*What to work on*.
Beginning at the line with "Target: lavender plant", output each line to the end of the listing below exactly, please.

======

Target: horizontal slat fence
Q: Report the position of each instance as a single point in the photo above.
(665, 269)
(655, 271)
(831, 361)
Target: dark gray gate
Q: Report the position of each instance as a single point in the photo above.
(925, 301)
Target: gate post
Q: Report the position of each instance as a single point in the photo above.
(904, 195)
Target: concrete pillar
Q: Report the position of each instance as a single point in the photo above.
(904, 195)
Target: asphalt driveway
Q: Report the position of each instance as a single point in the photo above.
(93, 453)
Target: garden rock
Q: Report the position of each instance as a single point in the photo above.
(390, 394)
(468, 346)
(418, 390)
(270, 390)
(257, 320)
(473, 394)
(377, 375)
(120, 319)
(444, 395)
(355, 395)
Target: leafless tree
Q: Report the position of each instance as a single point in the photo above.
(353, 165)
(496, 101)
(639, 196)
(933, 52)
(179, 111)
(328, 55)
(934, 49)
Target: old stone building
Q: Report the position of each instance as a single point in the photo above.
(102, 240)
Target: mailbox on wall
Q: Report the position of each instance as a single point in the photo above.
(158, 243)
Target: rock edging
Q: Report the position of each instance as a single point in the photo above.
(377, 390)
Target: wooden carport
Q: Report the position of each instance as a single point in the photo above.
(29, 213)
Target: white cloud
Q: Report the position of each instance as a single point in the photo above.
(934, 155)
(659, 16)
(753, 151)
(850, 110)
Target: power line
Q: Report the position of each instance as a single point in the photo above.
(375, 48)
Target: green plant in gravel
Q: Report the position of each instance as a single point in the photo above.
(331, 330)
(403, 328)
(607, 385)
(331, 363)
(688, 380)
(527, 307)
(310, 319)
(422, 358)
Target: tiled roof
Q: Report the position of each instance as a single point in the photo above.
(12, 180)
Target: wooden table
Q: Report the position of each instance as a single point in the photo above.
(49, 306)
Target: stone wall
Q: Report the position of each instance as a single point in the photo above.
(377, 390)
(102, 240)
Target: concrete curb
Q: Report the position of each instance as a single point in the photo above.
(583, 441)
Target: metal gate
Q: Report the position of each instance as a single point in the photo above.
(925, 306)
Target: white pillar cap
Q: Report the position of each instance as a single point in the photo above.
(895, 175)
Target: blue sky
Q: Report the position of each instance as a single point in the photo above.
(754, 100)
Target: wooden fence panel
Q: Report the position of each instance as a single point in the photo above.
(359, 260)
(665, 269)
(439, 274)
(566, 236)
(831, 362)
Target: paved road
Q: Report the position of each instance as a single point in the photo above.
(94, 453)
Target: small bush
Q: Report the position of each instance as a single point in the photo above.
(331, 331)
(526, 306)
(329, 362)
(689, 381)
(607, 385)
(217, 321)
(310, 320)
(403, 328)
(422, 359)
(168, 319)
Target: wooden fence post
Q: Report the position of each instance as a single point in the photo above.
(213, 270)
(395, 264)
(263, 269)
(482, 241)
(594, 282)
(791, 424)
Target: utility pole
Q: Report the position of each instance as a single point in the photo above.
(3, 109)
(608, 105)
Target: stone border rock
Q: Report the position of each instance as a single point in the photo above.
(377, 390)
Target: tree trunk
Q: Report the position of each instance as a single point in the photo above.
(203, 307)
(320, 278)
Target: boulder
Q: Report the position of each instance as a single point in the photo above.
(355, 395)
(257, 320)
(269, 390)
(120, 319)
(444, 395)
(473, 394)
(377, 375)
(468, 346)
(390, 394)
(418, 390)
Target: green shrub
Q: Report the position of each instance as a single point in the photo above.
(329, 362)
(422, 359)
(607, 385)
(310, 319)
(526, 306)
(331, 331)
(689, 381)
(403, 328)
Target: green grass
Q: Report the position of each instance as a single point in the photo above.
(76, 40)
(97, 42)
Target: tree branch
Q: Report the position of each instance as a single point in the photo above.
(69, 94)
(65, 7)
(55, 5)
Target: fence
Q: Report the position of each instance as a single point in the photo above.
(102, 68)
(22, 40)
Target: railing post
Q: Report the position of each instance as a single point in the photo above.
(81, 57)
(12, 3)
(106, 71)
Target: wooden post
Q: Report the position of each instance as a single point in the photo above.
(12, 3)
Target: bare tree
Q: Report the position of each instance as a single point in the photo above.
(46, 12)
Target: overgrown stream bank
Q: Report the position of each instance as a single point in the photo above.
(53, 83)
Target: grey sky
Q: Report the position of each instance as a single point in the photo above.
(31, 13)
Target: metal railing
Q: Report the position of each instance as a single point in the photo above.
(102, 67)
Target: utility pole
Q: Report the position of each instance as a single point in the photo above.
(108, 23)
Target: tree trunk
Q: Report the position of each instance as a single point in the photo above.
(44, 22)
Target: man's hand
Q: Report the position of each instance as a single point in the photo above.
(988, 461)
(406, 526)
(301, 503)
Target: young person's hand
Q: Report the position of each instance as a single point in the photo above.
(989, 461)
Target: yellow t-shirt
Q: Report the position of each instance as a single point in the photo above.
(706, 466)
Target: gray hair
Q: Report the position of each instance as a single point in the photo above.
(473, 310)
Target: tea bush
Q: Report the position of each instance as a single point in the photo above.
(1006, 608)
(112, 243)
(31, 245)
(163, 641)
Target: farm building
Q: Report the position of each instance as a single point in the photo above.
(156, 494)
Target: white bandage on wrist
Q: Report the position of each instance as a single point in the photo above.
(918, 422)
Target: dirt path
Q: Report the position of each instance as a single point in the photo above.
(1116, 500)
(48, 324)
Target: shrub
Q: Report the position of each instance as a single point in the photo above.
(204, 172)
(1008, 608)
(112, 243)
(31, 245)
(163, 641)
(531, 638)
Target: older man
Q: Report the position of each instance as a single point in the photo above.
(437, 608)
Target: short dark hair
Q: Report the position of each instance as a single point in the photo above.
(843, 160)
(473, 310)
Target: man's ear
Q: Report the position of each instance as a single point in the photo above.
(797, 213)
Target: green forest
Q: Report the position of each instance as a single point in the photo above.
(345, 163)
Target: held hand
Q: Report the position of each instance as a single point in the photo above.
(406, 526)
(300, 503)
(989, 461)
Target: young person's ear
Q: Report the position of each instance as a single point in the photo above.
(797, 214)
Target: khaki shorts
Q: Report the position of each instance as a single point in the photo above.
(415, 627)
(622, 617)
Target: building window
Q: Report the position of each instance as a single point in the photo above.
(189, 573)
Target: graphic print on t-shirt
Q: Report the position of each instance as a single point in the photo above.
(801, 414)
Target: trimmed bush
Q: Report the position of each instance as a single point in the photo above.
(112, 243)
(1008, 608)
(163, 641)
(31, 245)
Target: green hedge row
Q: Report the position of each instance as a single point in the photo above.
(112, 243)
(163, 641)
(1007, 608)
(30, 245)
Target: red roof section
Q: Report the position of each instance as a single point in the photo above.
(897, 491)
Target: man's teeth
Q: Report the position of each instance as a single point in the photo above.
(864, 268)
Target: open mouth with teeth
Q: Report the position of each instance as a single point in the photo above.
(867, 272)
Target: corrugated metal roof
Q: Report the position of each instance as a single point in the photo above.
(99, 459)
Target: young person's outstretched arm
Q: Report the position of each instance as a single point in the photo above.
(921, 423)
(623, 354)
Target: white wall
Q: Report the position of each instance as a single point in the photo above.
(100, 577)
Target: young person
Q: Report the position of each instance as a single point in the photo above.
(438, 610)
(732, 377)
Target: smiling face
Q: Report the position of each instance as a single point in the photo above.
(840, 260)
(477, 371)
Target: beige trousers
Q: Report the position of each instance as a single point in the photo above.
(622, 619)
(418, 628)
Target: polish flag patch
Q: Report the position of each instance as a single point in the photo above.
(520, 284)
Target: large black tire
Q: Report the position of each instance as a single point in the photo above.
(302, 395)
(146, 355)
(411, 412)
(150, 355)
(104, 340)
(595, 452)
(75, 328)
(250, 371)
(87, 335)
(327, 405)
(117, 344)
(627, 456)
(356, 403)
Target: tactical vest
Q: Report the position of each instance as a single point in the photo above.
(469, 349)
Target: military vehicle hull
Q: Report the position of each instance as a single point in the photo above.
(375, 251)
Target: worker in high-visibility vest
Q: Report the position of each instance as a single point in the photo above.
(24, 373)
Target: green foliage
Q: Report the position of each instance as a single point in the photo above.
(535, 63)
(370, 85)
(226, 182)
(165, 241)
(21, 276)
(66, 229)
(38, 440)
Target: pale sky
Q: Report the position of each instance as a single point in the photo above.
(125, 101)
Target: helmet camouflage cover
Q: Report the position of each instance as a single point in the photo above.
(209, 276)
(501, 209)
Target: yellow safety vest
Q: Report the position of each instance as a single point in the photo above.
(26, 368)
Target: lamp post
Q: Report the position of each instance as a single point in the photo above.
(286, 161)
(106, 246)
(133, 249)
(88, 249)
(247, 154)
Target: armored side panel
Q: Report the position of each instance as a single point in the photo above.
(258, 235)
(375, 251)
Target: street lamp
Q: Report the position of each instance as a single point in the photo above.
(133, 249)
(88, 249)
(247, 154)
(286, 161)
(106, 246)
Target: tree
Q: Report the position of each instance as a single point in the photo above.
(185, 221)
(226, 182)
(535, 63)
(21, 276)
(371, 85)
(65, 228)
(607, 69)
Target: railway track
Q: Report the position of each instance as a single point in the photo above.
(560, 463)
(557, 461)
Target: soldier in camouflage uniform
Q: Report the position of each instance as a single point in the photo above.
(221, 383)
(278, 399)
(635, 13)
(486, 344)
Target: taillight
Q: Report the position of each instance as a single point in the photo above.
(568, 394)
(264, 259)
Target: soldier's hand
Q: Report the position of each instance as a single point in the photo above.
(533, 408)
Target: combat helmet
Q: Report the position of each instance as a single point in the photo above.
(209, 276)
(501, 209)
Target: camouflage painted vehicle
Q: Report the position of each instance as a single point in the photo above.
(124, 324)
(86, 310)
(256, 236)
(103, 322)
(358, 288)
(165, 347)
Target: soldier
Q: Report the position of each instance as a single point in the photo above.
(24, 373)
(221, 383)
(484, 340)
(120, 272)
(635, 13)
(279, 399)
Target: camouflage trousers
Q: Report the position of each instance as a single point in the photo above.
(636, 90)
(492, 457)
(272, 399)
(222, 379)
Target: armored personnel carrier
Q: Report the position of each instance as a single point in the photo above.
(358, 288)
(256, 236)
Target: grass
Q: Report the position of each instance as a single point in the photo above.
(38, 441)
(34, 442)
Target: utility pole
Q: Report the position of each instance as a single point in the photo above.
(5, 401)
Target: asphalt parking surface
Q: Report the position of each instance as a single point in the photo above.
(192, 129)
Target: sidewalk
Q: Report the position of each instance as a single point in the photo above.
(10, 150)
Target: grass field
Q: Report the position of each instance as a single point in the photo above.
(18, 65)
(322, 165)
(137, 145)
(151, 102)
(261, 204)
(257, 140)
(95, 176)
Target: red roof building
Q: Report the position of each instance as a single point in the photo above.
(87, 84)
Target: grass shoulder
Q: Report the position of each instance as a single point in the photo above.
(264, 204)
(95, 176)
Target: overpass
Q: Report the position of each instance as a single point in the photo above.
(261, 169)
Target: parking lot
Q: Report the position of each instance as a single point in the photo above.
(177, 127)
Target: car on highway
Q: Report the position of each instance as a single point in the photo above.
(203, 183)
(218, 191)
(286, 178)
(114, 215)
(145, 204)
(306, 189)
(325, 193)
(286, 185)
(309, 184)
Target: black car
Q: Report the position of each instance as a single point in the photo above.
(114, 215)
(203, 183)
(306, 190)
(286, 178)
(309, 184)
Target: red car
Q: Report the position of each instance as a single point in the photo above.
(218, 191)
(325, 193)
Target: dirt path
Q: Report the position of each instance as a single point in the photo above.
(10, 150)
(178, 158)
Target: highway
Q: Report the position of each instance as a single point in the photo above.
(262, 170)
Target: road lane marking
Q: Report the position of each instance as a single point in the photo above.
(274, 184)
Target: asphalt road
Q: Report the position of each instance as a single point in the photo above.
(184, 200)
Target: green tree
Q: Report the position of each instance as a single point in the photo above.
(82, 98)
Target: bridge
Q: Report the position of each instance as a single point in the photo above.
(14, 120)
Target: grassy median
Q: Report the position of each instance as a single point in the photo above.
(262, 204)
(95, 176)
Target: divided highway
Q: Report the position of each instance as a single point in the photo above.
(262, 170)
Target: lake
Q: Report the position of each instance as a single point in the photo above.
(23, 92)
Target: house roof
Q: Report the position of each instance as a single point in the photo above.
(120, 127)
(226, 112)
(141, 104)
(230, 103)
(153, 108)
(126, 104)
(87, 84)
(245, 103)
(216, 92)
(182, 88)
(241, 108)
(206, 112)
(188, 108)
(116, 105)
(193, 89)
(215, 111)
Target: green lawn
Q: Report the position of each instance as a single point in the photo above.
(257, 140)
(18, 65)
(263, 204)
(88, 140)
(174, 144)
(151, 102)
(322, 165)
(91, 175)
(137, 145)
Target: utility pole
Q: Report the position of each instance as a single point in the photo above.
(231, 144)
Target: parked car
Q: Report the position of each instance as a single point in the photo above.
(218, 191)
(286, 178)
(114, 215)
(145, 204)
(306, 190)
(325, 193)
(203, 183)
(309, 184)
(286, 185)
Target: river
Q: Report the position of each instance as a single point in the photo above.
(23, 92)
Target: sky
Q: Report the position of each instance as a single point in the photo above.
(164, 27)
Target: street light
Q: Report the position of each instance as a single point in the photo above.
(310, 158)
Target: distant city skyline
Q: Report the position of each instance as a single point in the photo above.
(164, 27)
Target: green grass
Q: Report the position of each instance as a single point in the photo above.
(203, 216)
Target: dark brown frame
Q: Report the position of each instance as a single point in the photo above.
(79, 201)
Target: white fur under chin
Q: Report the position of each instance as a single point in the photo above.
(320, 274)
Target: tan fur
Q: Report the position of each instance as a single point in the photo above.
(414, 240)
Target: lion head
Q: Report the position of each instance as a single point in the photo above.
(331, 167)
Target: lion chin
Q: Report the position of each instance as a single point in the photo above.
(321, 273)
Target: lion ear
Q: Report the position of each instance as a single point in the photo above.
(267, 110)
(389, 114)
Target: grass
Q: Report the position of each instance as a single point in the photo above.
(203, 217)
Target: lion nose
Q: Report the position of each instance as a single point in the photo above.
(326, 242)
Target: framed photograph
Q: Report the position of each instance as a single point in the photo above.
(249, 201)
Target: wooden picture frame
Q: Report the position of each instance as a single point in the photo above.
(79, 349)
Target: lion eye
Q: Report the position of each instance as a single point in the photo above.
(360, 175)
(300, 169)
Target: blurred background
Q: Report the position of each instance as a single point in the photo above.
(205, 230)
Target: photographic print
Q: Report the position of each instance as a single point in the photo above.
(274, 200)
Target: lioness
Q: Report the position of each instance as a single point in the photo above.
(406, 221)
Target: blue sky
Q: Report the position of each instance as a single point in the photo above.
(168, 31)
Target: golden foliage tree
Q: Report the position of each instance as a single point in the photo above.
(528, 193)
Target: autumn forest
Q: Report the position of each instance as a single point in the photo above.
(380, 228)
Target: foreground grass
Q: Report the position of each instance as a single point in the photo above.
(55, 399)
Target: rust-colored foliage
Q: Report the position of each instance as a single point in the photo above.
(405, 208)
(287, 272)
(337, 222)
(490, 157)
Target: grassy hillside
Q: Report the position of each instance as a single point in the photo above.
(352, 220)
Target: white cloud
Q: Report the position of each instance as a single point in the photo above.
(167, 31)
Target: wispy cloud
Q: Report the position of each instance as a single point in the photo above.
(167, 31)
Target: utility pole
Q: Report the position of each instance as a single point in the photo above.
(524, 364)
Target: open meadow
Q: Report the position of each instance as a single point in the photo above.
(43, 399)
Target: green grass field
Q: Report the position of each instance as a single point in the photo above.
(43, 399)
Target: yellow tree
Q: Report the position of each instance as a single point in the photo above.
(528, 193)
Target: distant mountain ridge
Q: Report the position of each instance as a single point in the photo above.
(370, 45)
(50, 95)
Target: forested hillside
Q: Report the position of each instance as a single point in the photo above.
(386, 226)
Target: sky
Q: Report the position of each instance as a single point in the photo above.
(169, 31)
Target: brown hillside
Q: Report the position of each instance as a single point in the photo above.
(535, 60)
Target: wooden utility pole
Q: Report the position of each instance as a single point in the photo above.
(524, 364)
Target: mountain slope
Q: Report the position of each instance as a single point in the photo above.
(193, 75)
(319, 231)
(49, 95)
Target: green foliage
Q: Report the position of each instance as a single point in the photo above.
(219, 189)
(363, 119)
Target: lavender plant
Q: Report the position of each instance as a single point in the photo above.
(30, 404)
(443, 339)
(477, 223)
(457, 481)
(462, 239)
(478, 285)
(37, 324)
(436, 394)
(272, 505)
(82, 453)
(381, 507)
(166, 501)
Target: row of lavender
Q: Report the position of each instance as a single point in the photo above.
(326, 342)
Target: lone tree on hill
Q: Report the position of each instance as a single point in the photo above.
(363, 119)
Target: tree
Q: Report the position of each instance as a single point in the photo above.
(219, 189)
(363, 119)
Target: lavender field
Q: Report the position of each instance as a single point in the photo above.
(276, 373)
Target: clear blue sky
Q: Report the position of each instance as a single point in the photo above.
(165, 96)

======

*Task answer*.
Target: lavender plant
Q: Report the position of each instance as a single point in the photo above.
(30, 404)
(443, 339)
(477, 223)
(457, 481)
(462, 239)
(478, 285)
(37, 324)
(436, 394)
(272, 505)
(82, 453)
(381, 507)
(166, 501)
Target: row of lavender
Q: Report the position of each instance as a single point in the photo above.
(326, 342)
Target: lone tree on hill
Q: Report the position of each instance as a single point in the photo above.
(363, 119)
Target: tree
Q: Report the position of each instance as a single point in the photo above.
(219, 189)
(363, 119)
Target: lavender field
Q: Report the position of each instance as a single point in the photo above.
(276, 373)
Target: clear blue sky
Q: Report the position of each instance as a single point in the photo above.
(165, 96)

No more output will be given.